» **COMPLETE THE FOLLOWING**:
1. Answer these questions from the article on breast size and milk supply.
(a) What does the amount of milk produced usually depend on?
(b) What kinds of nipples may babies find difficult to latch on to?
(c) What reasons are given for difficulties in early milk production?
2. Duplicate word for word the passage of the article on breast size and milk supply from "There’s no doubt" to "your little one.".

» **EXERCISE TEXT**:
It’s a question we’ve all asked at least once – will the size of my breasts affect how much milk I produce?
The short answer is no. Although your breasts will likely grow larger before and during your breastfeeding journey, breast size is irrelevant when it comes to how much milk you produce. A mom with small breasts might have just as much milk supply as a mom with large breasts. The amount of milk you produce usually depends on how much your baby feeds – the more they feed, the more milk you’ll naturally produce.
While you’re here, let’s answer other questions you might have on breast size and breast milk amount.
What about nipple size and shape?
For moms dealing with engorgement and latch-on issues, nipple size and shape could have an effect. Babies may find it difficult to latch on to large, flat, or inverted nipples. But not to worry, you and your baby will get used to making it work over time. Using nipple shields may help with the issues; however, make sure to consult your doctor or lactation consultant before doing so.
Why do I have more milk in one breast than the other?
Uneven milk supply occurs for several reasons such as milk ducts being different sizes, or having been affected by previous surgery or injury. The forcefulness of your letdown can also be a factor. A forceful letdown could cause your baby to pull away from your breast and choose the other side, and a less forceful one could leave your baby hungry. Your letdown can also affect how your baby might latch in their attempts to control the letdown.
Sometimes the cause of uneven milk supply is as simple as your baby’s preference of hanging out on one side over the other – leaving one breast unattended.
Concerns about having low milk supply is one of the top reasons moms quit breastfeeding before they’re ready – and some moms might wonder if it’s due to smaller breast size. But remember that most moms are well capable of making enough milk for their babies, no matter the size or shape of their breasts! There are several reasons why you might be having difficulties in early milk production, such as having a long, stressful delivery, cesarean delivery, smoking, or hormonal disorders.
If you think you’re producing less milk than you should, consult a doctor or lactation consultant so they can assess and determine whether you need nipple shields, lactation boosting techniques, or even formula. Here are 12 reasons why you might want to see a lactation consultant.
Will breastfeeding change how my breasts look?
During the last stages of your pregnancy and after birth, your areolas might turn a darker color and your breasts can become heavier than before – preparing your body for breastfeeding. If your breasts are on the heavier side, you might need more support to carry them comfortably!
There’s no doubt that your breasts and nipples will look a little different post-pregnancy and after you’re done with your breastfeeding journey – but it’s worth the beautiful memories you’ll carry with you forever.
Just remember that while all breasts aren’t created the same, they are all designed to produce the amazing benefits of breast milk for your little one.

» **Saved entries**:
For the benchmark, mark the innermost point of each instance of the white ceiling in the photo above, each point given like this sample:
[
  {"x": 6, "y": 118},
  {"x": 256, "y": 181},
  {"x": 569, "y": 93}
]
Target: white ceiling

» **SOLUTIONS BY TASK**:
1.
(a) How much the baby feeds.
(b) Large, flat, or inverted nipples.
(c) A long, stressful delivery, cesarean delivery, smoking, or hormonal disorders.

2.
There’s no doubt that your breasts and nipples will look a little different post-pregnancy and after you’re done with your breastfeeding journey – but it’s worth the beautiful memories you’ll carry with you forever.
Just remember that while all breasts aren’t created the same, they are all designed to produce the amazing benefits of breast milk for your little one.